The positions I tried, producing an endless loop or don't have any effect.

[Edit]

public void execute(Object parent, List<Object> roots)
{
    super.execute(parent);
    mxIGraphModel model = graph.getModel();
    // If the roots are set and the parent is set, only
    // use the roots that are some dependent of the that
    // parent.
    // If just the root are set, use them as-is
    // If just the parent is set use it's immediate
    // children as the initial set

    if (roots == null && parent == null)
    {
        // TODO indicate the problem
        return;
    }

    if (roots != null && parent != null)
    {
        for (Object root : roots)
        {
            if (!model.isAncestor(parent, root))
            {
                roots.remove(root);
            }
        }
    }

    this.roots = roots;

    model.beginUpdate();
    try
    {
        run(parent);

        if (isResizeParent() && !graph.isCellCollapsed(parent))

__Exercise brief__:
Please list every condition tested by an if statement in the code excerpt above, each written as it appears inside the parentheses.

__Data__:
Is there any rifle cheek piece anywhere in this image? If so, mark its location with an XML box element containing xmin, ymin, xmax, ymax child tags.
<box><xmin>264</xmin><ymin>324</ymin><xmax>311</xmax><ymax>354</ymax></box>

__Solution to this exercise__:
1. roots == null && parent == null
2. roots != null && parent != null
3. !model.isAncestor(parent, root)
4. isResizeParent() && !graph.isCellCollapsed(parent)